DATASET RECORDS -
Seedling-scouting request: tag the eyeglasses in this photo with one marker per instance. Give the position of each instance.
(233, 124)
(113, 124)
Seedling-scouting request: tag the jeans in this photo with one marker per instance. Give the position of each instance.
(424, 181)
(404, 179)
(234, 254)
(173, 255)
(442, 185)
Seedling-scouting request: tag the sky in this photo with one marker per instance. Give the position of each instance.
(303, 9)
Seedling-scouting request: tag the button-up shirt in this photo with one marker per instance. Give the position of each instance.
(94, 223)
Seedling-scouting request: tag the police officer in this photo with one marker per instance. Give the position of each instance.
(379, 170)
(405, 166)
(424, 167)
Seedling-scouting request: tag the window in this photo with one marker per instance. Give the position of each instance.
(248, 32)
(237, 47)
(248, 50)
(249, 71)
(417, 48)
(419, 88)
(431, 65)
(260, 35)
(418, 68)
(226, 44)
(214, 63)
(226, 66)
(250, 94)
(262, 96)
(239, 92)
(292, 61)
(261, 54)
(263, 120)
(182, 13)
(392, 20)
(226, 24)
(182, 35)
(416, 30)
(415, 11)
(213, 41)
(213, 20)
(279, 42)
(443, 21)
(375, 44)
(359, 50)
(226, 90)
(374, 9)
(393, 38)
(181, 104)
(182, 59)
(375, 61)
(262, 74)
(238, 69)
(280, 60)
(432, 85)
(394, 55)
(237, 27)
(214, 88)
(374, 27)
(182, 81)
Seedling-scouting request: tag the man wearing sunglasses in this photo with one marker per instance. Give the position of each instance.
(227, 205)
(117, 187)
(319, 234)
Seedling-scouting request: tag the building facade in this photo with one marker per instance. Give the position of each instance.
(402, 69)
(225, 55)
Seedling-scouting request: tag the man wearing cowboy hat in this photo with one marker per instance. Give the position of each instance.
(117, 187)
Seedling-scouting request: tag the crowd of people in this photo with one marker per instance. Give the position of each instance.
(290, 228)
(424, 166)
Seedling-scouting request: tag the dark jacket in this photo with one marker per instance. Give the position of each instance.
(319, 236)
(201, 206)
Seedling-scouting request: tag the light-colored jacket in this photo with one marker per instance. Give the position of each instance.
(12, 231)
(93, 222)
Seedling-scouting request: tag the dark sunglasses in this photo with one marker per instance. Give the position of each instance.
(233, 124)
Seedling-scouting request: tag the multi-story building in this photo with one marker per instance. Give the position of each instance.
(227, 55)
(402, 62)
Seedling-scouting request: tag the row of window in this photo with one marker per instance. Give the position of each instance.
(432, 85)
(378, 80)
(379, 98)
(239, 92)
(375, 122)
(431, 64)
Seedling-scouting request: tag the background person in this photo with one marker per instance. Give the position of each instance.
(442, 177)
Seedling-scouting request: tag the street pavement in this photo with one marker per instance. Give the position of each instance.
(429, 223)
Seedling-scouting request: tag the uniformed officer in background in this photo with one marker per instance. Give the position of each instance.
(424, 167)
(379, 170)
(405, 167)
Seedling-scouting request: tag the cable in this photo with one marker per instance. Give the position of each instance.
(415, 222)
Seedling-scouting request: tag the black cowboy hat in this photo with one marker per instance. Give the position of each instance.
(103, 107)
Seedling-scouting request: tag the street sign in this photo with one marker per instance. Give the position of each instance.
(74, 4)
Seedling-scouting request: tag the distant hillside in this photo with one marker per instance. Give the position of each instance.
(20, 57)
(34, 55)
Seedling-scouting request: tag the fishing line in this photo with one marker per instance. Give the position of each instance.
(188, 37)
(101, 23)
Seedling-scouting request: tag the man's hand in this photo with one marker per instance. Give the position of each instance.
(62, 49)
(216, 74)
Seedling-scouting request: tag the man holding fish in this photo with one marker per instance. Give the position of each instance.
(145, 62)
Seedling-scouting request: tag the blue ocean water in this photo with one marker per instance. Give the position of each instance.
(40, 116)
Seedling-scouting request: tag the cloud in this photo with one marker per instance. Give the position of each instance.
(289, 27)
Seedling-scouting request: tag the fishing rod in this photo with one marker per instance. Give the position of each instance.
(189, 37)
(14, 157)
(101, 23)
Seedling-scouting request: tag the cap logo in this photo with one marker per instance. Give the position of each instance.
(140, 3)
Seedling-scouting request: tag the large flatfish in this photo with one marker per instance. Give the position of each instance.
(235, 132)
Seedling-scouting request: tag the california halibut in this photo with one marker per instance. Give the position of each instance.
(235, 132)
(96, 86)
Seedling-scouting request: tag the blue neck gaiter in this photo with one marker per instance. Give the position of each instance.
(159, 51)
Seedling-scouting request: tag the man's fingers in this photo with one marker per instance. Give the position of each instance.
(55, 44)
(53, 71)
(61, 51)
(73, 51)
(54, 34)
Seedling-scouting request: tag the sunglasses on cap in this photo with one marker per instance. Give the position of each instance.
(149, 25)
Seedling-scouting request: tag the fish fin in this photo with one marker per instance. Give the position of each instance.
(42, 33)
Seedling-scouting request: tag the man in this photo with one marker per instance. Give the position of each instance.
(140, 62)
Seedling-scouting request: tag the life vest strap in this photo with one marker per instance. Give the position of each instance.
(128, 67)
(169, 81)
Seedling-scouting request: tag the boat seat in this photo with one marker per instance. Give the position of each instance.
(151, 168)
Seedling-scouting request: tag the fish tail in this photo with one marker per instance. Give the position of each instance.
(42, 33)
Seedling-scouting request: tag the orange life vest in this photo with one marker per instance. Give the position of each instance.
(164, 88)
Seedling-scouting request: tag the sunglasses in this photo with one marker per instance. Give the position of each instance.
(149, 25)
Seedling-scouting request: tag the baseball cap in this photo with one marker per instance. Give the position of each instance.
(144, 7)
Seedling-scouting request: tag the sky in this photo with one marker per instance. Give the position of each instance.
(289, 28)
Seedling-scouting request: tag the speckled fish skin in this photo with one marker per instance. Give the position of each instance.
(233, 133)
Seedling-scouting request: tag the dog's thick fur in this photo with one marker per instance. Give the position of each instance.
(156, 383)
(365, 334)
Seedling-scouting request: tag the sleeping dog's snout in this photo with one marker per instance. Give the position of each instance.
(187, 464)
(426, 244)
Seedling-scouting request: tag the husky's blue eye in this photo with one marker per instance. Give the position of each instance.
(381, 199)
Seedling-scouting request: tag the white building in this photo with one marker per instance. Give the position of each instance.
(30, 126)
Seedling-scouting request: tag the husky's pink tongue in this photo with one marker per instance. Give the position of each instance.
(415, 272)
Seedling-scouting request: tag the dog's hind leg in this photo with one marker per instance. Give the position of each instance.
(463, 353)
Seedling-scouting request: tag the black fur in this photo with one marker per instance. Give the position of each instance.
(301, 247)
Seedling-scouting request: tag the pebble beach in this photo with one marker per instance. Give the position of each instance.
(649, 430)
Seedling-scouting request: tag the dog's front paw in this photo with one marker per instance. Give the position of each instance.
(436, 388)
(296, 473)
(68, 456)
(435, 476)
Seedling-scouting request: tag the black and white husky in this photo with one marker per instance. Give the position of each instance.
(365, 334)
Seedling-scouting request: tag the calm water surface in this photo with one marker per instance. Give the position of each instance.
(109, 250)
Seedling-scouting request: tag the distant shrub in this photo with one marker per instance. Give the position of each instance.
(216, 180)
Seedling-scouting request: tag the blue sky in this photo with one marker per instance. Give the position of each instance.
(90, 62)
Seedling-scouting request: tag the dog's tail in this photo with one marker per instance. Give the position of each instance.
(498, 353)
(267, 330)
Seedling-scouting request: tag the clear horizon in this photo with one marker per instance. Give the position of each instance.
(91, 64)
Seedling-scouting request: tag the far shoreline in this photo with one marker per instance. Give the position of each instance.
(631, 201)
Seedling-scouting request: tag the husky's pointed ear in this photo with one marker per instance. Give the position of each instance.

GIVEN TASK - Reproduce each entry word for word.

THE OUTPUT -
Seedling-scouting request: tag the eyeglasses in this photo with one marker per instance. Give the position of each instance.
(233, 124)
(113, 124)
Seedling-scouting request: tag the jeans in this photo with one marker per instance. Give the position of each instance.
(424, 181)
(404, 179)
(234, 254)
(173, 255)
(442, 185)
Seedling-scouting request: tag the sky in this photo with one marker per instance. Give the position of each instance.
(303, 9)
Seedling-scouting request: tag the button-up shirt in this photo with one marker per instance. Give the position of each instance.
(94, 223)
Seedling-scouting request: tag the police officer in this photo with one marker per instance. Give the position of each instance.
(379, 170)
(405, 166)
(424, 167)
Seedling-scouting request: tag the window in this photo with one marker per instance. Give the position of each instance.
(248, 32)
(237, 47)
(248, 50)
(249, 71)
(417, 48)
(419, 88)
(431, 65)
(260, 35)
(418, 68)
(226, 44)
(214, 63)
(226, 66)
(250, 94)
(262, 96)
(239, 92)
(292, 61)
(261, 54)
(263, 120)
(182, 13)
(392, 20)
(226, 24)
(182, 35)
(416, 30)
(415, 11)
(213, 41)
(213, 20)
(279, 42)
(443, 21)
(375, 44)
(359, 50)
(226, 90)
(374, 9)
(393, 38)
(181, 104)
(182, 59)
(375, 61)
(262, 74)
(238, 69)
(280, 60)
(432, 85)
(394, 55)
(237, 27)
(214, 88)
(374, 27)
(182, 81)
Seedling-scouting request: tag the man wearing sunglasses in this photo with one marker per instance. Give the position of each instance.
(227, 205)
(117, 187)
(319, 234)
Seedling-scouting request: tag the building facade in this photo with one marker per instance. Give the position of each instance.
(402, 69)
(225, 55)
Seedling-scouting request: tag the man wearing cowboy hat in this photo with one marker per instance. Give the position of each instance.
(117, 187)
Seedling-scouting request: tag the crowd of people in this photo with one marker per instance. Give the position of each instance.
(290, 228)
(424, 166)
Seedling-scouting request: tag the dark jacket in this photo with one marker per instance. Give the position of each instance.
(319, 236)
(201, 206)
Seedling-scouting request: tag the light-colored jacket in this photo with one marker per instance. Give the position of each instance.
(12, 231)
(93, 222)
Seedling-scouting request: tag the dark sunglasses in this photo with one marker per instance. Give the position of each instance.
(233, 124)
Seedling-scouting request: tag the multi-story building in this photo with one marker per instance. Give the position of each instance.
(227, 55)
(402, 62)
Seedling-scouting request: tag the row of window in this photo with one marker per instance. Give the position of each instance.
(432, 85)
(378, 80)
(379, 98)
(239, 92)
(375, 122)
(431, 64)
Seedling-scouting request: tag the background person in this photo with one marker per instance. Give the position of each instance.
(442, 177)
Seedling-scouting request: tag the street pavement in this photo with one marker per instance. Give the position of each instance.
(429, 223)
Seedling-scouting request: tag the uniformed officer in background in this photo with one marker per instance. Give the position of each instance.
(424, 167)
(379, 170)
(405, 167)
Seedling-scouting request: tag the cable in this photo with one marker per instance. Give the position of each instance.
(415, 222)
Seedling-scouting request: tag the black cowboy hat in this photo with one marker per instance. Give the position of each instance.
(103, 107)
Seedling-scouting request: tag the street sign in this photo with one marker per instance. Give the position of each instance.
(74, 4)
Seedling-scouting request: tag the distant hillside in this photo with one marker per instance. Give the position of each instance.
(20, 57)
(34, 55)
Seedling-scouting request: tag the fishing line in this photo with one marker per instance. Give the position of each instance.
(188, 37)
(101, 23)
Seedling-scouting request: tag the man's hand in this photo with one marker per instance. Give the position of each instance.
(62, 49)
(216, 74)
Seedling-scouting request: tag the man holding fish in this photo with one marker per instance. Give the position of each instance.
(145, 62)
Seedling-scouting request: tag the blue ocean water in this photo with one marker per instance. Give the position of each instance.
(40, 116)
Seedling-scouting request: tag the cloud in this photo with one marker per instance. Give the position of each instance.
(289, 27)
Seedling-scouting request: tag the fishing rod in this photo with one marker per instance. Give the position of each instance.
(189, 37)
(14, 157)
(101, 23)
Seedling-scouting request: tag the cap logo in this photo with one marker per instance. Give the position of each instance.
(140, 3)
Seedling-scouting request: tag the large flatfish in this photo with one marker per instance. Give the position of each instance.
(235, 132)
Seedling-scouting request: tag the california halibut in this photo with one marker per instance. Give the position of each instance.
(235, 132)
(96, 86)
Seedling-scouting request: tag the blue neck gaiter in this photo with one marker per instance. Give the position of each instance.
(159, 51)
Seedling-scouting request: tag the man's fingers in this photo with one marker per instance. Give the position of each instance.
(55, 44)
(53, 71)
(61, 51)
(73, 51)
(54, 34)
Seedling-scouting request: tag the sunglasses on cap in this photo with one marker per instance. Give the position of each instance.
(149, 25)
Seedling-scouting request: tag the fish fin in this photo with one marker per instance. Give the position of each instance.
(42, 33)
Seedling-scouting request: tag the man in this photo with one marker per instance. Give the position of each instance.
(140, 62)
Seedling-scouting request: tag the life vest strap in this photo with one marker per instance. Give the position of each instance.
(128, 67)
(169, 81)
Seedling-scouting request: tag the boat seat in this photo with one marker per instance. Give the position of each instance.
(151, 168)
Seedling-scouting request: tag the fish tail in this photo with one marker per instance. Give the position of each instance.
(42, 33)
Seedling-scouting request: tag the orange life vest in this photo with one marker per instance. Give the position of each instance.
(164, 88)
Seedling-scouting request: tag the sunglasses in this photo with one marker per instance. Give the position of each instance.
(149, 25)
Seedling-scouting request: tag the baseball cap in this photo with one marker per instance. Give the position of each instance.
(144, 7)
Seedling-scouting request: tag the sky in this photo with one marker per instance. Give the position of each instance.
(289, 28)
Seedling-scouting request: tag the speckled fish skin in this photo with one marker per instance. Give the position of each instance.
(233, 133)
Seedling-scouting request: tag the dog's thick fur in this photo with one marker per instance. Give the position of each instance.
(156, 383)
(365, 334)
Seedling-scouting request: tag the sleeping dog's snout in this photo with one marker per instance. Give the position of each instance.
(187, 464)
(426, 244)
Seedling-scouting request: tag the husky's blue eye in this photo with one marker per instance. Give the position of each instance.
(381, 199)
Seedling-scouting request: tag the white building in this photo with one marker per instance. Give the position of each instance.
(30, 126)
Seedling-scouting request: tag the husky's pink tongue in this photo with one marker per instance. Give the position of each instance.
(415, 272)
Seedling-scouting request: tag the dog's hind leg in this photo with one marker per instance. Give the position of each instance.
(463, 353)
Seedling-scouting request: tag the black fur in this photo with one marker per instance. Give the position of each instance.
(301, 247)
Seedling-scouting request: tag the pebble beach in this photo with one marker per instance. Give the position of each instance.
(649, 430)
Seedling-scouting request: tag the dog's front paw in this photo with one marker per instance. Give the position of each instance.
(436, 388)
(296, 473)
(68, 456)
(435, 476)
Seedling-scouting request: tag the black and white husky in this photo with one marker per instance. Give the position of each instance.
(365, 334)
Seedling-scouting request: tag the calm water surface in this photo with one marker per instance. Give the position of each instance.
(109, 250)
Seedling-scouting request: tag the distant shrub in this photo with one marker per instance. Give the position of each instance.
(216, 180)
Seedling-scouting request: tag the blue sky in this photo with one marker per instance. Give the position of each instance.
(90, 62)
Seedling-scouting request: tag the dog's tail in this photo with one marker per instance. Give the position of each instance.
(498, 353)
(267, 330)
Seedling-scouting request: tag the clear horizon in this photo with one marker per instance. Give the position of each instance.
(91, 64)
Seedling-scouting request: tag the far shoreline in this photo with one marker per instance. Give the position of each instance.
(631, 201)
Seedling-scouting request: tag the husky's pointed ear in this photo with one marker per instance. Give the position of each instance.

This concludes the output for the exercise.